*Exercise brief*:
Please print the records below exactly as they are written.

BEGIN

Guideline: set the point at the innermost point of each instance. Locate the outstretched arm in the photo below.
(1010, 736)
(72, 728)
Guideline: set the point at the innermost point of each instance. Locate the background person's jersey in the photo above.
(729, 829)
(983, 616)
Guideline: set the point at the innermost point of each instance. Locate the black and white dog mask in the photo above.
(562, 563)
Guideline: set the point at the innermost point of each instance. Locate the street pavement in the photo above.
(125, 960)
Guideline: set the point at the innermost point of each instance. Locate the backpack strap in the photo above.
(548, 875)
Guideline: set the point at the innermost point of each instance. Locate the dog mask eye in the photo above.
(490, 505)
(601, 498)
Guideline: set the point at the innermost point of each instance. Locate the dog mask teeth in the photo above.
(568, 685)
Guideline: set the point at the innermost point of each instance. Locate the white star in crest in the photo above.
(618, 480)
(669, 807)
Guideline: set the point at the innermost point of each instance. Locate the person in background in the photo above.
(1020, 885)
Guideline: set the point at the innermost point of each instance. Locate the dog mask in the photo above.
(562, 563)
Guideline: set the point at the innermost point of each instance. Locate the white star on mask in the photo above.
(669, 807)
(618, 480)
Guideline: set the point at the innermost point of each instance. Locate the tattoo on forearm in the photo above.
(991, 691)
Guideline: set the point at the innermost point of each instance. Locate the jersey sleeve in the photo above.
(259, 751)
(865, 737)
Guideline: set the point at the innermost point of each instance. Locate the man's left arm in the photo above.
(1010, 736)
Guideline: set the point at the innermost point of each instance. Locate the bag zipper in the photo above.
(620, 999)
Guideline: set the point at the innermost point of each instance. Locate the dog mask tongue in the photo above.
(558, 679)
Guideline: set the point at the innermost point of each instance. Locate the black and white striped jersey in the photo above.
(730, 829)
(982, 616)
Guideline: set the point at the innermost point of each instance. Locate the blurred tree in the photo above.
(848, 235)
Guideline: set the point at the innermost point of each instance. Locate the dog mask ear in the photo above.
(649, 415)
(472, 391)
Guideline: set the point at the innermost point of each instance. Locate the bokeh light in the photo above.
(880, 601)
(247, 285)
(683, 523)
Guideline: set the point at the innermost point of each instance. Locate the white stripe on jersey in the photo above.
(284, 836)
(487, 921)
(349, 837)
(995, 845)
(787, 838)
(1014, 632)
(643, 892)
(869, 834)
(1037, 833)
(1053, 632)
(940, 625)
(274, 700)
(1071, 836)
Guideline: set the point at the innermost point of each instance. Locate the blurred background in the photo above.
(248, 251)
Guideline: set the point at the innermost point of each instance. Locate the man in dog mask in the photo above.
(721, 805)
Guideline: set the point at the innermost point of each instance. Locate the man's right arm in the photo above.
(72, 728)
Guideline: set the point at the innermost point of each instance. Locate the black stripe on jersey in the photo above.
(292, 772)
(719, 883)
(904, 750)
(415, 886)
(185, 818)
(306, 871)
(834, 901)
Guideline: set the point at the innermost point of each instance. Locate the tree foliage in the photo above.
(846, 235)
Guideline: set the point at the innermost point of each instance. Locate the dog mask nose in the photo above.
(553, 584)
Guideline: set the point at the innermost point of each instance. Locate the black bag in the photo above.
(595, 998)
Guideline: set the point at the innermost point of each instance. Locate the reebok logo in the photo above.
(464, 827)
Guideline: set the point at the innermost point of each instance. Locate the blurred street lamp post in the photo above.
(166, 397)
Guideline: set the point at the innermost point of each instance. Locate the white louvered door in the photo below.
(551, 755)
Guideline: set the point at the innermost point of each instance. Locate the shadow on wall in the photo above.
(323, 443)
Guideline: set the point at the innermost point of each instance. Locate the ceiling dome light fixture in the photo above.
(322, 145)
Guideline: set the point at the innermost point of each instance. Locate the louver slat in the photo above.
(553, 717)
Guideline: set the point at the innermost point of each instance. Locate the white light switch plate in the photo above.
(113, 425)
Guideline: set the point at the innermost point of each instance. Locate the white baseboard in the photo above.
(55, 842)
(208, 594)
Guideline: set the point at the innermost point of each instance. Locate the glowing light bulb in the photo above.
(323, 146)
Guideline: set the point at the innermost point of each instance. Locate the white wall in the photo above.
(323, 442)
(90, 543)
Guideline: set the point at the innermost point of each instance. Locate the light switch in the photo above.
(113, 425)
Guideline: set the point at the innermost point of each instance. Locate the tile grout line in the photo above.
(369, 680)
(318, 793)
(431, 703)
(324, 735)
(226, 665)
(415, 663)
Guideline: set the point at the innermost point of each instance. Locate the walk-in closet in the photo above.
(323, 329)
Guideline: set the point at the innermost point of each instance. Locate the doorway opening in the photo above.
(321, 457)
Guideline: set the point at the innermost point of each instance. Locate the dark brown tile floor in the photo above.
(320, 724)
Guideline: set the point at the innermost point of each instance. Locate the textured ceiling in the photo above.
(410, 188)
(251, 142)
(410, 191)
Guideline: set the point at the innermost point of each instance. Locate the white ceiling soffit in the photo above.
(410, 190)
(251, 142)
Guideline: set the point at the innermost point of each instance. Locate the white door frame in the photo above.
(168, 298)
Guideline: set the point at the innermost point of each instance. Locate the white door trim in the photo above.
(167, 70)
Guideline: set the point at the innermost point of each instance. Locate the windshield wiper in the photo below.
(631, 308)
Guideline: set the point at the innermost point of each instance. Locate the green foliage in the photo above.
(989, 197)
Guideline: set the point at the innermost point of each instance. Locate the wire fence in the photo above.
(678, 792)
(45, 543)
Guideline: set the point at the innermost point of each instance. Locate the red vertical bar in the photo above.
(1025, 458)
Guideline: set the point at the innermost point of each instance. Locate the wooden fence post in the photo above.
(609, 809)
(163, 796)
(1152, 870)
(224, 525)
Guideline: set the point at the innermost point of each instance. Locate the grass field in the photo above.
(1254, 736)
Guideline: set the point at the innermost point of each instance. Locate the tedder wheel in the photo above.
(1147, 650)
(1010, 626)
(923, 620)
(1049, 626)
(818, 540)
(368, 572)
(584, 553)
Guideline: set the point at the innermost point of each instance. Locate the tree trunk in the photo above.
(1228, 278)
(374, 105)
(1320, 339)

END

*Exercise output*:
Guideline: set the point at the innermost point of each instance. Locate the outstretched arm in the photo below.
(1010, 736)
(72, 728)
Guideline: set the point at the innermost point of each instance. Locate the background person's jersey in the photo above.
(729, 829)
(983, 616)
Guideline: set the point at the innermost point of each instance. Locate the black and white dog mask in the photo above.
(562, 563)
Guideline: set the point at the innermost point of each instance. Locate the street pavement in the photo above.
(125, 960)
Guideline: set the point at the innermost point of each instance. Locate the backpack strap in the photo above.
(548, 875)
Guideline: set the point at the innermost point of each instance. Locate the dog mask eye in the photo above.
(490, 505)
(601, 498)
Guideline: set the point at the innermost point of each instance. Locate the dog mask teeth in the photo above.
(568, 685)
Guideline: set the point at the innermost point of each instance. Locate the white star in crest in the photo above.
(618, 480)
(669, 807)
Guideline: set the point at the innermost point of each instance. Locate the person in background in the photo above.
(1020, 885)
Guideline: set the point at the innermost point of each instance. Locate the dog mask in the photo above.
(562, 563)
Guideline: set the point at the innermost point of each instance. Locate the white star on mask in the photo above.
(669, 807)
(618, 480)
Guideline: set the point at the innermost point of each instance. Locate the tattoo on forearm in the photo above.
(991, 691)
Guideline: set the point at the innermost point of each instance. Locate the jersey sleeve in the photo above.
(259, 751)
(865, 737)
Guideline: set the point at the innermost point of each instance. Locate the man's left arm in the photo above.
(1010, 736)
Guideline: set the point at the innermost point of each instance. Locate the bag zipper in the photo above.
(620, 999)
Guideline: set the point at the innermost point of each instance. Locate the dog mask tongue in the photo above.
(558, 679)
Guideline: set the point at the innermost point of each instance. Locate the black and white striped jersey in the photo above.
(730, 829)
(982, 616)
Guideline: set the point at the innermost point of each instance. Locate the blurred tree in the photo above.
(848, 235)
Guideline: set the point at the innermost point of each instance. Locate the dog mask ear in the photo above.
(649, 415)
(472, 391)
Guideline: set the point at the innermost point of each instance. Locate the bokeh light in the photo above.
(880, 601)
(247, 285)
(683, 523)
Guideline: set the point at the innermost point of each instance. Locate the white stripe on jersey in the photo above.
(284, 836)
(487, 921)
(349, 837)
(995, 845)
(787, 838)
(1014, 632)
(643, 892)
(869, 834)
(1037, 833)
(1053, 632)
(940, 625)
(274, 700)
(1071, 836)
Guideline: set the point at the innermost point of each instance. Locate the blurred background in the photo above.
(248, 251)
Guideline: set the point at the innermost point of each instance. Locate the man in dog mask in the photo above.
(721, 805)
Guideline: set the point at the innermost point of each instance. Locate the man's right arm in the photo above.
(72, 728)
Guideline: set the point at the innermost point of each instance. Locate the black stripe on jersey in the photo above.
(292, 772)
(719, 883)
(904, 750)
(415, 886)
(185, 818)
(306, 871)
(834, 901)
Guideline: set the point at the innermost point of each instance. Locate the tree foliage in the photo above.
(846, 235)
Guideline: set the point at the innermost point of each instance. Locate the dog mask nose in the photo above.
(553, 584)
Guideline: set the point at the innermost point of each instance. Locate the black bag in the photo above.
(595, 998)
Guideline: set the point at the innermost point of each instance. Locate the reebok logo in the photo above.
(464, 827)
Guideline: set the point at the innermost point of each instance. Locate the blurred street lamp post in the photo above.
(166, 397)
Guideline: set the point at the innermost point of each instance. Locate the white louvered door in the photo below.
(551, 755)
Guideline: set the point at the innermost point of each instance. Locate the shadow on wall in the photo above.
(323, 443)
Guideline: set the point at the innermost point of each instance. Locate the ceiling dome light fixture in the photo above.
(322, 145)
Guideline: set the point at the innermost point of each instance. Locate the louver slat in the photo above.
(553, 717)
Guideline: set the point at the innermost point of each instance. Locate the white light switch plate in the photo above.
(113, 425)
Guideline: set the point at the innermost point of each instance. Locate the white baseboard in the photo above.
(55, 842)
(208, 594)
Guideline: set the point at the innermost point of each instance. Locate the glowing light bulb in the photo above.
(323, 146)
Guideline: set the point at the innermost point of each instance. Locate the white wall in the photo above.
(323, 442)
(90, 543)
Guideline: set the point at the innermost point of each instance. Locate the light switch in the photo above.
(113, 425)
Guideline: set the point at the innermost point of each instance. Locate the tile grout line in the photo above.
(369, 680)
(318, 793)
(431, 703)
(324, 735)
(226, 665)
(415, 663)
Guideline: set the point at the innermost point of each instance. Locate the walk-in closet in the photo above.
(323, 329)
Guideline: set the point at the innermost point of each instance. Locate the doorway opening in the photo above.
(321, 457)
Guideline: set the point at the innermost point of each instance. Locate the dark brown tile floor in the photo above.
(320, 724)
Guideline: set the point at the innermost point of each instance. Locate the textured ceiling in the photo above.
(410, 188)
(251, 142)
(410, 191)
Guideline: set the point at the innermost point of each instance. Locate the white ceiling soffit in the photo above.
(410, 190)
(251, 142)
Guideline: set the point at the innermost point of each instance. Locate the white door frame in the photo above.
(168, 298)
Guideline: set the point at the innermost point of each instance. Locate the white door trim in the photo above.
(167, 70)
Guideline: set the point at the innermost point of each instance. Locate the windshield wiper in the photo below.
(631, 308)
Guideline: set the point at the innermost point of each instance. Locate the green foliage in the photo above.
(989, 197)
Guideline: set the point at the innermost point of each instance. Locate the wire fence in the photo above.
(678, 792)
(45, 543)
Guideline: set the point at the innermost point of each instance. Locate the red vertical bar in the photo above.
(1025, 458)
Guideline: set the point at the innermost point of each instance. Locate the wooden fence post in the photo above.
(609, 809)
(163, 796)
(1152, 870)
(224, 525)
Guideline: set the point at the innermost point of each instance. Locate the grass field in the photo above.
(1254, 736)
Guideline: set the point at the innermost point of each instance. Locate the tedder wheel in the photo above.
(1147, 650)
(1010, 626)
(923, 620)
(1049, 626)
(818, 540)
(368, 572)
(584, 553)
Guideline: set the point at the innermost point of each instance. Locate the tree trunk in the photo above.
(1228, 278)
(374, 105)
(1320, 339)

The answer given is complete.